**DO THIS**
Rewrite the items starting with the line that contains "segment --region=street lamp post" and going on through the last line of the items, changing "ambulance" to "rescue" and leaving everything else as it is.
* Begin *
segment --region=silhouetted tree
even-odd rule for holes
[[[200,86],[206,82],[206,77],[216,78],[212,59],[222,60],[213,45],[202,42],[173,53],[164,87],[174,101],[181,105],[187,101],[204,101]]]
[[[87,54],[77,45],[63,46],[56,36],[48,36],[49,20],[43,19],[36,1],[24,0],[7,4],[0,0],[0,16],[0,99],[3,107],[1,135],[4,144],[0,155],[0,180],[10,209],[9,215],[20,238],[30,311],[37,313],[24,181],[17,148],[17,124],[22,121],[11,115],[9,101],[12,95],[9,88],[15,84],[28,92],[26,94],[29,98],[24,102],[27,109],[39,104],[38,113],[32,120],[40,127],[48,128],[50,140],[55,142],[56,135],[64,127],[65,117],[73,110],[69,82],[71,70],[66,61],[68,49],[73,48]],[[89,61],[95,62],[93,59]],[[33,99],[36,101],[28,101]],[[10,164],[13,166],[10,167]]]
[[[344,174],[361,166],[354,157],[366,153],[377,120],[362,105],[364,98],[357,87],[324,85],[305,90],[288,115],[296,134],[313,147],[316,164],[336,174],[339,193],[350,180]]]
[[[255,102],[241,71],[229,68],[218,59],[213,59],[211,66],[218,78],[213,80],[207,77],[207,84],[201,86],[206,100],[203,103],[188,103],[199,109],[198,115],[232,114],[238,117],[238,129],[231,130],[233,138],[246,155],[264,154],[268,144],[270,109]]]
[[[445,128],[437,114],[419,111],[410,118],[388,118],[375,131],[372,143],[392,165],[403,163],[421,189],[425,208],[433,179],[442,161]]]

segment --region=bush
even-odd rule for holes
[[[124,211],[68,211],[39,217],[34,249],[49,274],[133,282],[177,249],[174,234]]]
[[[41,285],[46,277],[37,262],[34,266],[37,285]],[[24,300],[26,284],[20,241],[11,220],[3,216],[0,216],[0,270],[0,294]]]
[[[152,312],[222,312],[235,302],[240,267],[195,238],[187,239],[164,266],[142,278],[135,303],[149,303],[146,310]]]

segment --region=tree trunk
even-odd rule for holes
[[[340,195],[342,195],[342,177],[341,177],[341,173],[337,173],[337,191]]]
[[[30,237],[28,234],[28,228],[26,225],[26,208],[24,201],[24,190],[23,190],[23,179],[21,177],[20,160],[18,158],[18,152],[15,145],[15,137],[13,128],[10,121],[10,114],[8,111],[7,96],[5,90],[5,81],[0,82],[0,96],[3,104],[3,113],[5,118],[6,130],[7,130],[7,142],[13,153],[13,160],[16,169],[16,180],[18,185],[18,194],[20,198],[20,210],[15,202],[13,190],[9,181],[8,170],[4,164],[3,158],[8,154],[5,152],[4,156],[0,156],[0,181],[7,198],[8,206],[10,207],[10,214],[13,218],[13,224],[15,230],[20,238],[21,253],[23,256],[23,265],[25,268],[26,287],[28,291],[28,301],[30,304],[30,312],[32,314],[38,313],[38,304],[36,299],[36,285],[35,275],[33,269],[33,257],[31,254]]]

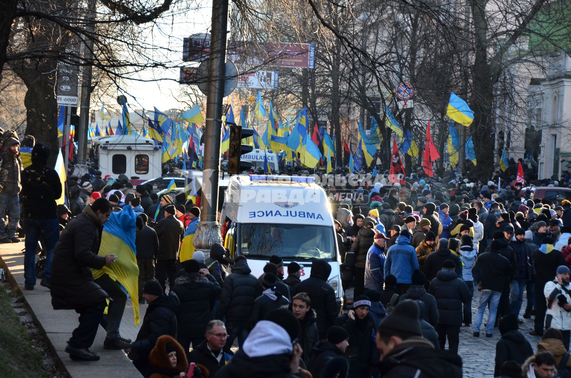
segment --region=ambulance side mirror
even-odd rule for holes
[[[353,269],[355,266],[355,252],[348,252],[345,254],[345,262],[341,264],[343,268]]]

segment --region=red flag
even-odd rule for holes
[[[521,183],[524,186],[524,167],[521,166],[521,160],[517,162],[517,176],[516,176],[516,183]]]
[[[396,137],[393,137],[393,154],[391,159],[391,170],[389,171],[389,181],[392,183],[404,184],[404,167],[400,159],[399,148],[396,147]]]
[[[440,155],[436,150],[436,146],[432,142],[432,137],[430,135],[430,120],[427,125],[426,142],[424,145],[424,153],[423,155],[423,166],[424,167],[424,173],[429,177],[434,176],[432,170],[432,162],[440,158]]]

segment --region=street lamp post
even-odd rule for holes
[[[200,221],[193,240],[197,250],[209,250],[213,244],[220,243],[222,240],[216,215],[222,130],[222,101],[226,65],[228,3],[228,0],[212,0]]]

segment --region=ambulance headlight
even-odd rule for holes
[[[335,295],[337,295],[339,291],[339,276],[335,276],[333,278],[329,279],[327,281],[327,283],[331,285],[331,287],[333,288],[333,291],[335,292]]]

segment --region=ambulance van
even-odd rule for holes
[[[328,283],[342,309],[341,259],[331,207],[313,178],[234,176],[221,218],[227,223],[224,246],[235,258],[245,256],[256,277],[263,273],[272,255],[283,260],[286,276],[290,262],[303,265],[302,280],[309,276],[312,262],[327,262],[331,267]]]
* End *
**EXERCISE RESPONSE**
segment --region=street lamp post
even-odd rule for holes
[[[200,221],[193,240],[197,250],[209,250],[213,244],[220,243],[222,240],[216,215],[222,130],[222,101],[226,65],[228,3],[228,0],[212,0]]]

segment --region=rescue headlight
even-odd rule for holes
[[[335,295],[337,295],[339,291],[339,276],[335,276],[333,278],[329,279],[327,281],[327,283],[331,285],[331,287],[333,288],[333,291],[335,292]]]

segment --region=rescue van
even-odd rule for holes
[[[328,283],[342,309],[341,259],[331,207],[313,178],[234,176],[221,218],[227,223],[224,246],[235,258],[245,256],[256,277],[263,273],[272,255],[283,260],[286,276],[290,262],[303,265],[302,280],[309,276],[312,262],[327,262],[331,267]]]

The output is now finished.